= EXTRACT TO READ =
BEGIN
Pilots-In-Command

Issue: 
Network News Fall 2001, Vol. 14 No. 2

PILOTS-IN-COMMAND

GCE-LTER Pilots Its First Schoolyard Program

This past July, ten educators, two facilitators and several LTER scientists worked together to pilot a model for the GCE-LTER Schoolyard Program. Dubbing themselves S.A.P.E.L.O.-Scientists and Professional Educators Learning Outdoors-the team represented educators from both classroom and outdoor programs teaching students from age three to eighty-three across Georgia.

The model, proposed by the facilitators from the Department of Science Education of the University of Georgia and the Georgia Association of Marine Education, teamed educators and scientists for a week of research in the salt marshes and waters in and around Sapelo Island and the adjacent mainland-the focus site of the LTER. The unusual teams-teachers and researchers together-gathered data in the field, installed critical equipment, and analyzed and expounded upon lab results. The research and its place in the larger picture that is the mission of the GCE-LTER was the focus of many chats around the somewhat remote facilities.
END
= GIVEN PROBLEM A =
Set down the entire article on the GCE-LTER schoolyard pilot, word for word.
The article and the records have nothing to do with each other.

= DATASET EXCERPTS =
BEGIN
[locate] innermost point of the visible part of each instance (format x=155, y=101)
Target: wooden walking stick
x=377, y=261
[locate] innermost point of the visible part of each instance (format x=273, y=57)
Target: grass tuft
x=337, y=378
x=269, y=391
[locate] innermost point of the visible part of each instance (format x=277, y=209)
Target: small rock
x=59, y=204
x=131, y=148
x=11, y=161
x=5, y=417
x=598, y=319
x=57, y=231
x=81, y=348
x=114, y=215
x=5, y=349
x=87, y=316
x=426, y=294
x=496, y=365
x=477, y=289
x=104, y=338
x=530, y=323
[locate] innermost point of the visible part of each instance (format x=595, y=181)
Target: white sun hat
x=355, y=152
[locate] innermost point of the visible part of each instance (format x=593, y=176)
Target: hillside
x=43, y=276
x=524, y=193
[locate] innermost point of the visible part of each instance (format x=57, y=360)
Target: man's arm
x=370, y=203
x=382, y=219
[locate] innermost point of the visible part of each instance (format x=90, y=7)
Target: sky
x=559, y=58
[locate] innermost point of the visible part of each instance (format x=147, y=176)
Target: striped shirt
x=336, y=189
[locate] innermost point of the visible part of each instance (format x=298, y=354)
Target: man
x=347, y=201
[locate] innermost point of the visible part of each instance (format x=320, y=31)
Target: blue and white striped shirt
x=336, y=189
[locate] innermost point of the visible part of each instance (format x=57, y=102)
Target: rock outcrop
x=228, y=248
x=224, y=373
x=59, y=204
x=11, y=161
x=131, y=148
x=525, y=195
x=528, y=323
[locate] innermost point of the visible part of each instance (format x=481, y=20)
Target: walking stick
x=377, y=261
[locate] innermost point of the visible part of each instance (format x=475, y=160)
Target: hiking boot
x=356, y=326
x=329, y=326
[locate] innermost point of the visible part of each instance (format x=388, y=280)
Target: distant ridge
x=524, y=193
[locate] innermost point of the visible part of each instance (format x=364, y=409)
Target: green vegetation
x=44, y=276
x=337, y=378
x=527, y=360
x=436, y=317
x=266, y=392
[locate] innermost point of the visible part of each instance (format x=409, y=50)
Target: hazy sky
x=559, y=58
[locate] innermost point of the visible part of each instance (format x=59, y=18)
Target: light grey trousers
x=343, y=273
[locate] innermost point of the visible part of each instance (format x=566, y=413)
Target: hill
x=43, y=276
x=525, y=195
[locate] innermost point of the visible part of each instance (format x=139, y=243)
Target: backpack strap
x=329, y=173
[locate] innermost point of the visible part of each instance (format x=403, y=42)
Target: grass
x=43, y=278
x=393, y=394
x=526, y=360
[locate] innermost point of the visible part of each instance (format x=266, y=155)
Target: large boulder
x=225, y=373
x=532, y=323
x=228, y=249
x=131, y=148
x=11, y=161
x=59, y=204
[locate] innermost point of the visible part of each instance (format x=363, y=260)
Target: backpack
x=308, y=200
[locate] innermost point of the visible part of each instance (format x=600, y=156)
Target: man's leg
END
= GIVEN PROBLEM B =
Pick out each line of the records that contains the string "stick".

= WRITTEN REPLY A =
Pilots-In-Command

Issue: 
Network News Fall 2001, Vol. 14 No. 2

PILOTS-IN-COMMAND

GCE-LTER Pilots Its First Schoolyard Program

This past July, ten educators, two facilitators and several LTER scientists worked together to pilot a model for the GCE-LTER Schoolyard Program. Dubbing themselves S.A.P.E.L.O.-Scientists and Professional Educators Learning Outdoors-the team represented educators from both classroom and outdoor programs teaching students from age three to eighty-three across Georgia.

The model, proposed by the facilitators from the Department of Science Education of the University of Georgia and the Georgia Association of Marine Education, teamed educators and scientists for a week of research in the salt marshes and waters in and around Sapelo Island and the adjacent mainland-the focus site of the LTER. The unusual teams-teachers and researchers together-gathered data in the field, installed critical equipment, and analyzed and expounded upon lab results. The research and its place in the larger picture that is the mission of the GCE-LTER was the focus of many chats around the somewhat remote facilities.

= WRITTEN REPLY B =
Target: wooden walking stick
Target: walking stick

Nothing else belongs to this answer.